*Texte de la page*:

Tahiti, le 22 mai 2022 - Parmi les sujets abordés durant ce Blue Climate Summit, celui de "l'exploration" et de "l'exploitation" des ressources minérales profondes a fait l'objet de nombreuses interventions. Une différence loin d'être uniquement sémantique...
 
 
Abordé notamment par plusieurs intervenants d'une conférence publique organisée vendredi après-midi par l'ONG Pew et la Fédération des associations de protection de l'environnement (Fape) Te Ora Naho à la CCISM en marge du Blue Climate Summit, le sujet de l'exploitation et de l'exploration des grands fonds marins est aussi complexe que ses enjeux économiques, environnementaux et géopolitiques sont importants. Winiki Sage, le président de la Fape, a d'ailleurs ouvert la conférence publique en affirmant sa volonté d'un "moratoire" sur l'exploitation et l'exploration des grands fonds marins. Des représentants d'associations nationales, d'ONG internationales ou notamment de l'Union internationale pour la conservation de la nature (UICN) se sont relayés pour expliquer la "menace" pour la biodiversité que constituaient l'exploitation de ces ressources minières en profondeur sur les fameux "nodules polymétalliques, évents hydrotermaux et encroutements cobaltifères"… mais tout en concédant que ces matières premières sont pourtant des éléments clés des technologies nécessaires à la transition écologique.

*Actions à mener*:
[1] Dans le texte sur les grands fonds marins, qui a ouvert la conférence publique ?
[2] Reproduisez à l'identique, dans les lignes, le passage allant de la ligne qui contient « Where can you see the maroon » jusqu'à la dernière ligne, ces deux lignes comprises.
Le texte et les lignes ci-dessous proviennent de sources différentes.

*Données à utiliser*:
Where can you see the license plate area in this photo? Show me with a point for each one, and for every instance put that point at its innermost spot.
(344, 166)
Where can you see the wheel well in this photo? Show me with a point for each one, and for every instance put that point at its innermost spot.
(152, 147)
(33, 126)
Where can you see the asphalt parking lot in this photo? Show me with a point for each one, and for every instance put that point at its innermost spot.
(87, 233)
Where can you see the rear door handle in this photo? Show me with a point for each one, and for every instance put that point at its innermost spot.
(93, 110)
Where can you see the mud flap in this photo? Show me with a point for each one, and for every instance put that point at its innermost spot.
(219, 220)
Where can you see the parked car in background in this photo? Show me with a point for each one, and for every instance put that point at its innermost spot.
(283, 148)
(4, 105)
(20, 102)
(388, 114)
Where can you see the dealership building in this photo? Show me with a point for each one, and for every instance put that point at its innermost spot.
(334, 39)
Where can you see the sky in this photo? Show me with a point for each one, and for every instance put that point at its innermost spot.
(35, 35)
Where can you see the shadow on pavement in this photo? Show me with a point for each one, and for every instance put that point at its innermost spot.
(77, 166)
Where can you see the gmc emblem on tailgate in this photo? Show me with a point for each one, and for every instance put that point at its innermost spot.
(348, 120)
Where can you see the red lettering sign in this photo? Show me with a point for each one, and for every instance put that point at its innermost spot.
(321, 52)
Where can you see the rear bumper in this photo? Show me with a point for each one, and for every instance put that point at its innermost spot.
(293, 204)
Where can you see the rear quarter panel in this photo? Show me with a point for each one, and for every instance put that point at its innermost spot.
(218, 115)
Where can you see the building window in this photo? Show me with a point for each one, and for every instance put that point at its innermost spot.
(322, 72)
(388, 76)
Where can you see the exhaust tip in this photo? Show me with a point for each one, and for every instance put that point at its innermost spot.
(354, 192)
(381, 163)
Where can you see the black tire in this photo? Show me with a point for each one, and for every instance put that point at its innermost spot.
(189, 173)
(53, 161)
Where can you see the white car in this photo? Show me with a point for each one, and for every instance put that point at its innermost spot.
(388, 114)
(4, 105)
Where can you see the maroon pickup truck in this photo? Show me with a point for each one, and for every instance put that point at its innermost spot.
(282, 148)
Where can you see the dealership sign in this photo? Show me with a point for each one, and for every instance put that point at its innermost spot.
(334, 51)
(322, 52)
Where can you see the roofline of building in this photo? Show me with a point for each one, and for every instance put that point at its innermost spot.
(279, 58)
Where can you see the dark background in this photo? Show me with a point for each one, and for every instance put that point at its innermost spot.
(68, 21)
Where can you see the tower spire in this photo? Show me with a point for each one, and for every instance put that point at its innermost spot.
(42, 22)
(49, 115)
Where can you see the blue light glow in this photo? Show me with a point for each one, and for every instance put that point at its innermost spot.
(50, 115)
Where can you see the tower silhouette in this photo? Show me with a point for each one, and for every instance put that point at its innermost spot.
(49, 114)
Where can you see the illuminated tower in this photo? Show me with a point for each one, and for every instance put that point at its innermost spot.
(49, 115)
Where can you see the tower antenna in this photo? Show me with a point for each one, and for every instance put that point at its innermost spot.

*Solutions complètes*:
[1] Winiki Sage, le président de la Fape.

[2]
Where can you see the maroon pickup truck in this photo? Show me with a point for each one, and for every instance put that point at its innermost spot.
(282, 148)
Where can you see the dealership sign in this photo? Show me with a point for each one, and for every instance put that point at its innermost spot.
(334, 51)
(322, 52)
Where can you see the roofline of building in this photo? Show me with a point for each one, and for every instance put that point at its innermost spot.
(279, 58)
Where can you see the dark background in this photo? Show me with a point for each one, and for every instance put that point at its innermost spot.
(68, 21)
Where can you see the tower spire in this photo? Show me with a point for each one, and for every instance put that point at its innermost spot.
(42, 22)
(49, 115)
Where can you see the blue light glow in this photo? Show me with a point for each one, and for every instance put that point at its innermost spot.
(50, 115)
Where can you see the tower silhouette in this photo? Show me with a point for each one, and for every instance put that point at its innermost spot.
(49, 114)
Where can you see the illuminated tower in this photo? Show me with a point for each one, and for every instance put that point at its innermost spot.
(49, 115)
Where can you see the tower antenna in this photo? Show me with a point for each one, and for every instance put that point at its innermost spot.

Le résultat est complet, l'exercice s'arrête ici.